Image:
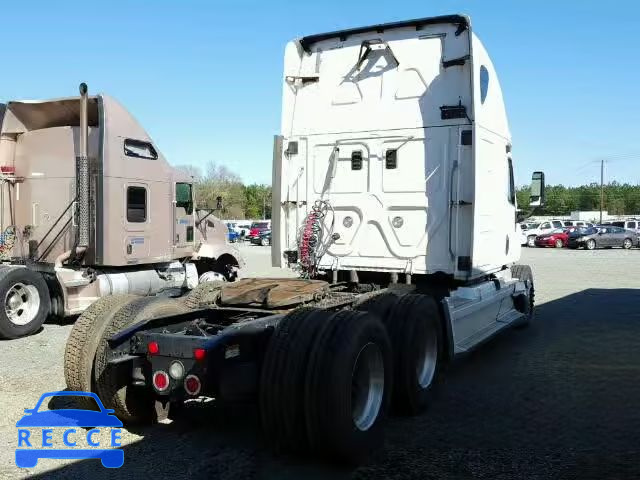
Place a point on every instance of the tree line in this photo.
(254, 201)
(619, 199)
(238, 200)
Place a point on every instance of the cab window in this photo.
(136, 204)
(139, 149)
(511, 186)
(184, 197)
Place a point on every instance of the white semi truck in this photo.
(394, 198)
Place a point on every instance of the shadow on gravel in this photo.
(560, 399)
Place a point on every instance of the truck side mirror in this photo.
(536, 198)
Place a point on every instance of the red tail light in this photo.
(153, 348)
(192, 385)
(161, 380)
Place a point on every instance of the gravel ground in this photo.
(560, 399)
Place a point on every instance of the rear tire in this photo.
(348, 387)
(83, 341)
(415, 329)
(131, 404)
(26, 302)
(281, 395)
(524, 273)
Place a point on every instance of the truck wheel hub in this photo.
(22, 303)
(367, 386)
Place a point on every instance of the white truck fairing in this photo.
(399, 127)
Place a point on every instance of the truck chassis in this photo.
(325, 362)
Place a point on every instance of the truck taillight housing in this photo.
(192, 385)
(153, 348)
(160, 381)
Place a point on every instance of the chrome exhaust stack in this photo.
(82, 170)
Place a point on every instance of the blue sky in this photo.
(204, 78)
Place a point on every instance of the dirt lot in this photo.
(560, 399)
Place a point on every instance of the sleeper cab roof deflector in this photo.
(461, 21)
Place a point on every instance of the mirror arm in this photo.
(523, 217)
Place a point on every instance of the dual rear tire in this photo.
(301, 410)
(329, 379)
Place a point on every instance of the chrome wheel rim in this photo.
(427, 361)
(22, 303)
(367, 386)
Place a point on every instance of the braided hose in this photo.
(310, 239)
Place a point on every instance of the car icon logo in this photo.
(35, 432)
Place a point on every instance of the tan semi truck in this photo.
(89, 207)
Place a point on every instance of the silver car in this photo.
(603, 236)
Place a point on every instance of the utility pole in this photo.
(601, 189)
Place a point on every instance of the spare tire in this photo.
(83, 341)
(347, 387)
(281, 395)
(25, 300)
(131, 404)
(415, 330)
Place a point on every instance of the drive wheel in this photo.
(83, 341)
(348, 386)
(131, 404)
(524, 273)
(25, 299)
(281, 395)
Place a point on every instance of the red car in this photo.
(257, 228)
(555, 238)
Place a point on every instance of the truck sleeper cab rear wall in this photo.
(404, 146)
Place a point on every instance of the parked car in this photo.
(576, 223)
(529, 233)
(603, 236)
(232, 235)
(244, 229)
(630, 224)
(257, 228)
(556, 238)
(263, 239)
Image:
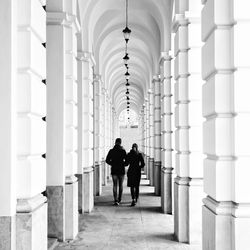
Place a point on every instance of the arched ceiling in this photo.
(102, 25)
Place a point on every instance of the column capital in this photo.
(156, 78)
(165, 56)
(63, 19)
(179, 20)
(97, 78)
(86, 56)
(150, 92)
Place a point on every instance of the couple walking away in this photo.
(118, 159)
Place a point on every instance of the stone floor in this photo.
(124, 227)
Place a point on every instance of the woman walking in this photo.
(136, 163)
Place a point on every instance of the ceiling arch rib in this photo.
(92, 10)
(135, 58)
(102, 26)
(137, 75)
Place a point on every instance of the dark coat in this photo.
(116, 158)
(136, 163)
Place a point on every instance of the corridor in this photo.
(172, 76)
(141, 227)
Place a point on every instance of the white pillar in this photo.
(188, 135)
(226, 70)
(71, 112)
(85, 131)
(107, 137)
(151, 137)
(157, 134)
(8, 54)
(147, 139)
(166, 128)
(62, 186)
(97, 135)
(31, 218)
(103, 135)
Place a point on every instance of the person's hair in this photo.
(118, 141)
(134, 145)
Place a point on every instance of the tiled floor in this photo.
(124, 227)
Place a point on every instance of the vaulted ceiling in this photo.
(102, 25)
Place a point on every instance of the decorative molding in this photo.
(30, 204)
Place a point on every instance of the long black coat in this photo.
(136, 163)
(116, 158)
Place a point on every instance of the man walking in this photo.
(116, 158)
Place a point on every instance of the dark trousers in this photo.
(134, 192)
(117, 181)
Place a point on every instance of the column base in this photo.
(71, 208)
(226, 225)
(56, 212)
(88, 184)
(188, 213)
(80, 192)
(98, 179)
(104, 173)
(151, 171)
(31, 223)
(157, 177)
(166, 190)
(8, 232)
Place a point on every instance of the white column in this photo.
(97, 135)
(62, 186)
(107, 133)
(151, 137)
(226, 137)
(71, 187)
(147, 139)
(103, 135)
(188, 120)
(85, 132)
(157, 134)
(166, 128)
(8, 54)
(31, 207)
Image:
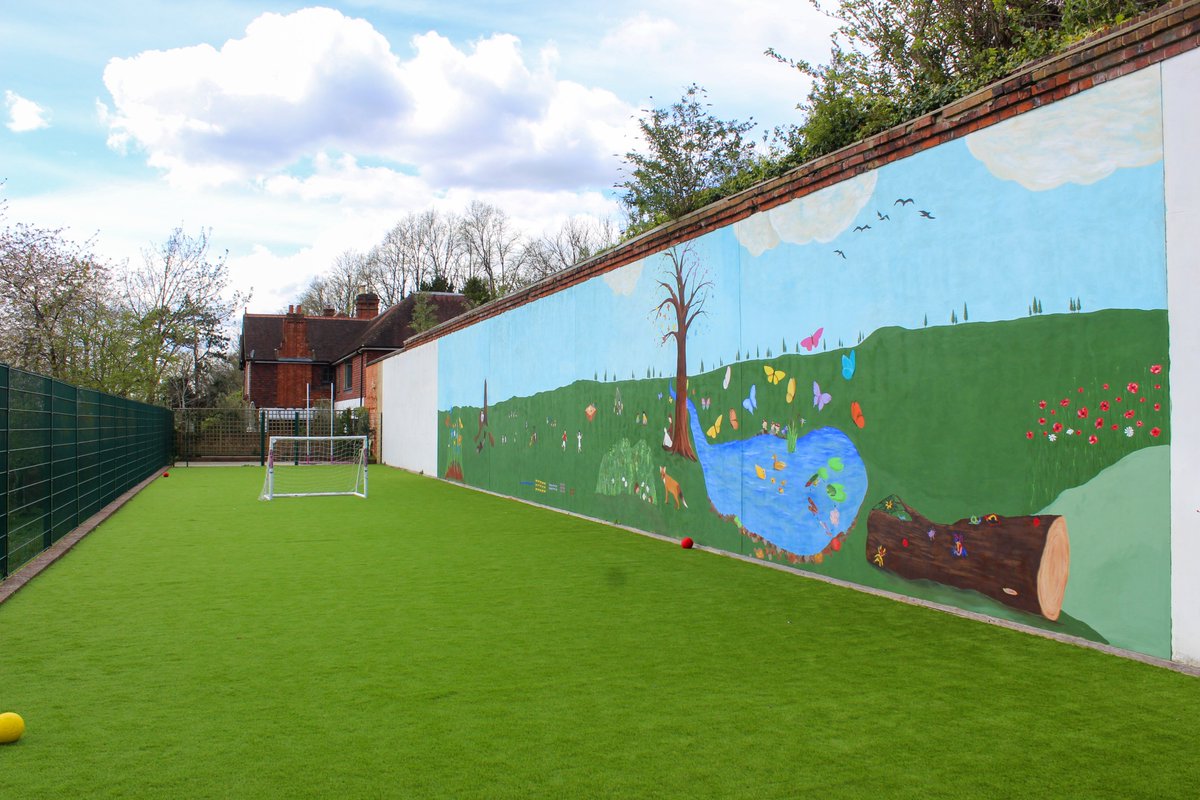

TASK STATEMENT: Show every line of the records above that contains the string "chrome". Case counts, so a line matches only if the capitalization is identical.

TASK SOLUTION:
Place a point on every instance of the chrome exhaust stack in this photo.
Place a point on every instance of the chrome wheel rim in this photo.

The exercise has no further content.